- [PROBLEM DETAILS]: How many lines in the data below include the word "instance"? Respond with the number, nothing more.

- [Collected data entries]:
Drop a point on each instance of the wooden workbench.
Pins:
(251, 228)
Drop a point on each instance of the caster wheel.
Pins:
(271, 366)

- [WRITTEN RESPONSE]: 2